Dabei existiert Nordirland natürlich nur, weil vor gut hundert Jahren die dort lebenden Protestanten der Regierung in London mit offener Rebellion drohten, als sich die Mehrheit Irlands auf den Weg in die Unabhängigkeit vom Königreich machte. Die Abtrennung der sechs Grafschaften rund um Belfast und Derry sollte dort die hergebrachte, protestantisch-unionistisch geprägte Herrschaft auf Dauer zementieren. Unterminiert wurde dieser Machtanspruch von der moralisch unhaltbaren Diskriminierung gegenüber der katholischen Minderheit – und vom blutigen Bürgerkrieg, den die irisch-nationalistische Terrortruppe IRA entfachte.

**Dateneinträge:**
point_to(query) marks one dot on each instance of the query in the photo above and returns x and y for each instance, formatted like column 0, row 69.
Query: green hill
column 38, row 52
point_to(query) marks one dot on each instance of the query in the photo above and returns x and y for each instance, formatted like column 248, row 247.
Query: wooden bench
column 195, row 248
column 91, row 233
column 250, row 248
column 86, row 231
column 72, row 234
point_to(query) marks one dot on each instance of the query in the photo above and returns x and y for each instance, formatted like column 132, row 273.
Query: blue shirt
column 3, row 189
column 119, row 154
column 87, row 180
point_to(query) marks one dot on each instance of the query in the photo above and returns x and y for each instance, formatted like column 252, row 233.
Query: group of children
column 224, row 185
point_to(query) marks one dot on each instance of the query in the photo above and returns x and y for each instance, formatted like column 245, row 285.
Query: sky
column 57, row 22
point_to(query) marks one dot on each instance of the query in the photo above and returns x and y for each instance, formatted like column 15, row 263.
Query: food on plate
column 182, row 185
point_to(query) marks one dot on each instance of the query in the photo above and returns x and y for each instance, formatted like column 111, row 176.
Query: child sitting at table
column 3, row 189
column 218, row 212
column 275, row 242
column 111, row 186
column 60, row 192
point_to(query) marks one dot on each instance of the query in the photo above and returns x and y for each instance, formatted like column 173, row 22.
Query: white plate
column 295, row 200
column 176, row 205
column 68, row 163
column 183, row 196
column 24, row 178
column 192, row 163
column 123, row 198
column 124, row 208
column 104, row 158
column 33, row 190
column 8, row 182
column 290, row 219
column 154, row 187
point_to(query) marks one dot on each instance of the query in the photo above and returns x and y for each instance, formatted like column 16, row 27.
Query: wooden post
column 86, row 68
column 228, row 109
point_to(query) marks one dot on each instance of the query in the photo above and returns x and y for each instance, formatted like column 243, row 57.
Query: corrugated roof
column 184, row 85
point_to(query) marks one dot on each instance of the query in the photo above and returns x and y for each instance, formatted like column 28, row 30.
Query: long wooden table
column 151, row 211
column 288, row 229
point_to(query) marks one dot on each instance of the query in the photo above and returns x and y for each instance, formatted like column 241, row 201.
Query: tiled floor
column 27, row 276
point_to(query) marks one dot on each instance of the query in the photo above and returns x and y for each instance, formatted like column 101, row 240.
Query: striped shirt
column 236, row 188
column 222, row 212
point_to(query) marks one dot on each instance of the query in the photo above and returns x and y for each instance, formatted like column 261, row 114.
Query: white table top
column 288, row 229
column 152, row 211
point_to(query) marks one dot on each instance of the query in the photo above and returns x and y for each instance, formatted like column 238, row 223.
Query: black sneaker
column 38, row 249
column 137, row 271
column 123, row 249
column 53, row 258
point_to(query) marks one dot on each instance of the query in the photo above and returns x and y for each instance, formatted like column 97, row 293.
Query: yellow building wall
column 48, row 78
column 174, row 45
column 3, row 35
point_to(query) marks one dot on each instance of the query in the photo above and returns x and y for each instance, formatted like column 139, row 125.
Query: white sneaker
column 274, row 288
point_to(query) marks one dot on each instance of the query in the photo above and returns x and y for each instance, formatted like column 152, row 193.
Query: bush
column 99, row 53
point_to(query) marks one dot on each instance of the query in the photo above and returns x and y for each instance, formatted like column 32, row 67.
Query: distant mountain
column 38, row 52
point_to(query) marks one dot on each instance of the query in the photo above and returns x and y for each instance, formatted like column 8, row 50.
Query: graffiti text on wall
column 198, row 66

**Aufgabenstellung:**
Wie viele Grafschaften wurden laut dem Textauszug abgetrennt, und um welche Städte liegen sie?

**Lösung:**
Sechs Grafschaften rund um Belfast und Derry.